• _WHAT YOU WILL DO_
Write out the data word for word and drop any picture you find.

(Image-grounded pointing data)
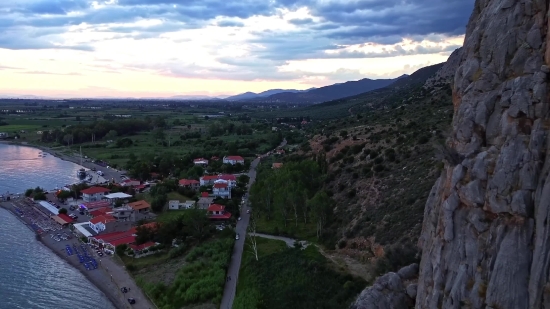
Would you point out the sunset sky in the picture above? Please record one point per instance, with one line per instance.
(161, 48)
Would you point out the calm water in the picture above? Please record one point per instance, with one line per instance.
(31, 276)
(21, 168)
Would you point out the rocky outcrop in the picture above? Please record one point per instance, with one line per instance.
(390, 291)
(486, 235)
(446, 73)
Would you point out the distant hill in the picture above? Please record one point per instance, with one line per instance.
(332, 92)
(252, 95)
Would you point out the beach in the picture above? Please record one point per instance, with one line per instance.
(109, 276)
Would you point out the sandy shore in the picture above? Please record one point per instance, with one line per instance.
(99, 277)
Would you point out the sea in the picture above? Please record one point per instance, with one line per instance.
(31, 276)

• _ANSWER_
Would you point out the sunset sky in the picture above? Please record one point per instance, with one line per instance.
(161, 48)
Would you point out the calm water in the picture above? Please record one point per instance, with one line per instance.
(31, 276)
(21, 168)
Would you point out the rocky outcrop in the picture above? Please record one point per instance, with one line per instance.
(390, 291)
(486, 235)
(446, 73)
Would you point out the distant hill in the picture above? Please record one point per instance, with one line per instance.
(332, 92)
(252, 95)
Would you point out the beach in the picture above? Please record one point per instance, with one line per instance.
(109, 276)
Would you point out the sandy shore in the picture above? Please record one point per instance, with one line per instance.
(99, 277)
Would you point out the sea in the picture above? Please record one point per instance, with one line per instance.
(31, 276)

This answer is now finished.